++++ ENTRIES PROVIDED ++++
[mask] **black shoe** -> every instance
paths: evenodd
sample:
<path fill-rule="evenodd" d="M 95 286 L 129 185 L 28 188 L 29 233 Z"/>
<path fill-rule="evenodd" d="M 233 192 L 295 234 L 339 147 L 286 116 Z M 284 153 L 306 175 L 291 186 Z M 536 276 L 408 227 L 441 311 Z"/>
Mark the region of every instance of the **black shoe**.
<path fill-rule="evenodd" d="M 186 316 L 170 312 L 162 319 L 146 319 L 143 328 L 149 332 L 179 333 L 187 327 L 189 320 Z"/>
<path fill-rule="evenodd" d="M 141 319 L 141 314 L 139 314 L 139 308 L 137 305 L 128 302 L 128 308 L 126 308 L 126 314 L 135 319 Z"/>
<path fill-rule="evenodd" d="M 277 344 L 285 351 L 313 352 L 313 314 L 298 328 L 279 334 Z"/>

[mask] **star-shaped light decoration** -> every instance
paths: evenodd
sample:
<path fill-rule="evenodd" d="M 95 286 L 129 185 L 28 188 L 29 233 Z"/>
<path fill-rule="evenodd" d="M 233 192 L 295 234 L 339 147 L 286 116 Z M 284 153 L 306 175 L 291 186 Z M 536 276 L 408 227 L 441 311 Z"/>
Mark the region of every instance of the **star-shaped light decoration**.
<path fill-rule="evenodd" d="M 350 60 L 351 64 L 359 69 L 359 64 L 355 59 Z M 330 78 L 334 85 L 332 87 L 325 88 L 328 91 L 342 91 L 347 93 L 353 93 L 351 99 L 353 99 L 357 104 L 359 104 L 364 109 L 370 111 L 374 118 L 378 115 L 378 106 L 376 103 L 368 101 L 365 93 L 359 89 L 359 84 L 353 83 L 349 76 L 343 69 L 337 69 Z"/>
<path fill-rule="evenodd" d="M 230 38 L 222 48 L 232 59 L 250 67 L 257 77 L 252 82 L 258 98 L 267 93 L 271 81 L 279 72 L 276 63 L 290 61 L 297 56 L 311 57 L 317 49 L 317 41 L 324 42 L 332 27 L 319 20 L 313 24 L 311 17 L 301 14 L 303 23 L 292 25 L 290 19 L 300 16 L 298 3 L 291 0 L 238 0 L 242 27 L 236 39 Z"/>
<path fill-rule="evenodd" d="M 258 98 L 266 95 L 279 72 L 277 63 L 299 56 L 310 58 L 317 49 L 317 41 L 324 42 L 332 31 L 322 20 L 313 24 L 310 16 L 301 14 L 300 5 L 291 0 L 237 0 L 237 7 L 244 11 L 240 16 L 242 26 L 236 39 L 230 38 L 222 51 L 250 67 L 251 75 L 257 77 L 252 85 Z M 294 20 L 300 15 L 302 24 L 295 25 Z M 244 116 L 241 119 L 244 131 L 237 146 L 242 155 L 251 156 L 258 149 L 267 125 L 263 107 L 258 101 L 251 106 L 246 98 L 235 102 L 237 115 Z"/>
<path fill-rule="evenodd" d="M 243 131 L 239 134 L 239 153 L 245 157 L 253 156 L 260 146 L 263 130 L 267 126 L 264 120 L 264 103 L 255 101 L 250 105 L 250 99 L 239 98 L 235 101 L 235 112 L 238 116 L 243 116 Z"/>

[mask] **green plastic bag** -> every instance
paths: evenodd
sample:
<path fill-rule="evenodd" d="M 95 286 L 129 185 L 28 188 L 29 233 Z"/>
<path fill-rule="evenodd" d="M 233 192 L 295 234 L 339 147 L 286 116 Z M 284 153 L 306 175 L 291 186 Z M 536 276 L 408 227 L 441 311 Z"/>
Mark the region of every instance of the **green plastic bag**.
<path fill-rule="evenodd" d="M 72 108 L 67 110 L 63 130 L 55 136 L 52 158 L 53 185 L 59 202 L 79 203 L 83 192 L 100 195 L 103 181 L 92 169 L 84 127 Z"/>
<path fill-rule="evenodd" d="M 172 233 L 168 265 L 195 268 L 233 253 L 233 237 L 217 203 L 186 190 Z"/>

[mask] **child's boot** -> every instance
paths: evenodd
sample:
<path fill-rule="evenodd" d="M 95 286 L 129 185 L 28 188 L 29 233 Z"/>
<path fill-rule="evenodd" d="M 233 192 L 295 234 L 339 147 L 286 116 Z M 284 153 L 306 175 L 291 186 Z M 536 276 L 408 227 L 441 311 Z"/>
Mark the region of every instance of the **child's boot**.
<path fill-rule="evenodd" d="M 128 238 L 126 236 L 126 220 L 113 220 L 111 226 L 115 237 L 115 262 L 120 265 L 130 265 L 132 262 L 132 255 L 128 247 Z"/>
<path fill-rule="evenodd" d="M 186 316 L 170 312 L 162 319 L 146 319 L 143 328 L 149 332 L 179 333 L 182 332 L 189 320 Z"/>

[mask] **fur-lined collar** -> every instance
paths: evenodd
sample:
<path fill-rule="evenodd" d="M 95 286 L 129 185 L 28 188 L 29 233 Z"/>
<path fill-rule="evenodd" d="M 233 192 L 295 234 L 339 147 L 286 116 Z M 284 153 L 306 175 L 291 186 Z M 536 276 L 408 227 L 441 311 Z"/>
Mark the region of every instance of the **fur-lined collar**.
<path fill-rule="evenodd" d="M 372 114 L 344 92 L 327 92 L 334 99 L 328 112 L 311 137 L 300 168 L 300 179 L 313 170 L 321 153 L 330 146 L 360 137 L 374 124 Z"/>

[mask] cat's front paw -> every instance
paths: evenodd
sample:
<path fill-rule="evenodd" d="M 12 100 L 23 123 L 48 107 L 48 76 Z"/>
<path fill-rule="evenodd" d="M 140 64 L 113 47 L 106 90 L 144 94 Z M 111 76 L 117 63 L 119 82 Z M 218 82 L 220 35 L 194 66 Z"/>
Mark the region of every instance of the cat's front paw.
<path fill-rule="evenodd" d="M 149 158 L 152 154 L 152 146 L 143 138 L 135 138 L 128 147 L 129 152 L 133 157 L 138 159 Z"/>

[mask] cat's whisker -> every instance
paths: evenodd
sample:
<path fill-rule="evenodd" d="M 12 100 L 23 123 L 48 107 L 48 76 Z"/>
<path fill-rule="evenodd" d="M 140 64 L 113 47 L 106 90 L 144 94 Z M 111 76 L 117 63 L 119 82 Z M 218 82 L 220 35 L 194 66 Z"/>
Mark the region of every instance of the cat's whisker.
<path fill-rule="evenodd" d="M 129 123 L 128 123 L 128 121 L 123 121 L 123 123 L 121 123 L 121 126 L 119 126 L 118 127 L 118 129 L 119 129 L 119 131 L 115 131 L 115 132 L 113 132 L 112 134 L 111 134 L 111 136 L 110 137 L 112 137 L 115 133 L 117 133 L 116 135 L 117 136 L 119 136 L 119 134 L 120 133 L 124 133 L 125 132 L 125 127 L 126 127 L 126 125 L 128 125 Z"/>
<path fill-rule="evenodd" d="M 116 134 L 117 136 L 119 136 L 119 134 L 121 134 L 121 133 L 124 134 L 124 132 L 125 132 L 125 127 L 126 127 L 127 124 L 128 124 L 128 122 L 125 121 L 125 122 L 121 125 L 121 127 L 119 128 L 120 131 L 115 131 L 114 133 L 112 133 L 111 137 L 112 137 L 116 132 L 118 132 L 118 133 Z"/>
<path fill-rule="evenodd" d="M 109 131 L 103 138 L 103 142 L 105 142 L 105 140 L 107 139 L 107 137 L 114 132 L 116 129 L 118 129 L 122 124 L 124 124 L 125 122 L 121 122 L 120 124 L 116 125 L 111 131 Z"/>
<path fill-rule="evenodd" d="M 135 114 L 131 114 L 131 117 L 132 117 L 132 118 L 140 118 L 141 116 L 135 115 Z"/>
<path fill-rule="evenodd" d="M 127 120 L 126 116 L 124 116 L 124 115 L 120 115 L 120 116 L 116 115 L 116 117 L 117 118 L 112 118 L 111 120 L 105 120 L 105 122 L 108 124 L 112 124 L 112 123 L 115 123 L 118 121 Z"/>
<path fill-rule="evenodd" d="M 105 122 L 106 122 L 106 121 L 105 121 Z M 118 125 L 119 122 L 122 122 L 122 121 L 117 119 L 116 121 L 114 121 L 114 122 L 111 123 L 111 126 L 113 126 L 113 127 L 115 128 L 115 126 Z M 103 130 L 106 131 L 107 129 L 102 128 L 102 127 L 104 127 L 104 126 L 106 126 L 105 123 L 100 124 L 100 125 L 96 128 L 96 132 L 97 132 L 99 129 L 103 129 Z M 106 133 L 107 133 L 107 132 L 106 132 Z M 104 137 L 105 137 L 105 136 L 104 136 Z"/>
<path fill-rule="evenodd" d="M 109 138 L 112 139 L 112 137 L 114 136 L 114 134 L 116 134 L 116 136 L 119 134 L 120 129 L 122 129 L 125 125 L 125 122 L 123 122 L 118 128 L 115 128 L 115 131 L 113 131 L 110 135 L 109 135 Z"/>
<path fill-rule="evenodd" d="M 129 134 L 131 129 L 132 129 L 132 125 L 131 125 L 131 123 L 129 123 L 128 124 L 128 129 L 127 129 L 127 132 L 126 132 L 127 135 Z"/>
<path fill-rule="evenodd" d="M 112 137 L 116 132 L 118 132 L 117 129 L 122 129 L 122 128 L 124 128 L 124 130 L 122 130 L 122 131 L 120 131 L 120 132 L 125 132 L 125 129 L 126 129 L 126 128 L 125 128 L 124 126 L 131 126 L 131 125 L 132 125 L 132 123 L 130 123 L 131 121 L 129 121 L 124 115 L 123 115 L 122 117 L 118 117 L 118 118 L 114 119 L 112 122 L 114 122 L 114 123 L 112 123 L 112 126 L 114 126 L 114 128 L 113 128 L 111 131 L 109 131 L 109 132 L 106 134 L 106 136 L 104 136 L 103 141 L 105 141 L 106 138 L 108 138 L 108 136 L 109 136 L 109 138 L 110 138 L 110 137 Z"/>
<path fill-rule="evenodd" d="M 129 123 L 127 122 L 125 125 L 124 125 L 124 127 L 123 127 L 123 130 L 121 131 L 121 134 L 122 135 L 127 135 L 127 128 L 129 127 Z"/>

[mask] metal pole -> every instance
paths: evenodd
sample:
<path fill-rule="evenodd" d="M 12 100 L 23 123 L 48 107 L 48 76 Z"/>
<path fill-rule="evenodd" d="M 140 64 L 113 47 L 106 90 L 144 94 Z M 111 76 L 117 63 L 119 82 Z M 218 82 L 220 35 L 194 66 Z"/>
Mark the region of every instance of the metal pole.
++++
__AIM OF THE EXERCISE__: Bring together all lines in the records where the word "pole" is found.

__RESULT OF THIS TASK__:
[mask] metal pole -> every instance
Mark the region of every instance of the metal pole.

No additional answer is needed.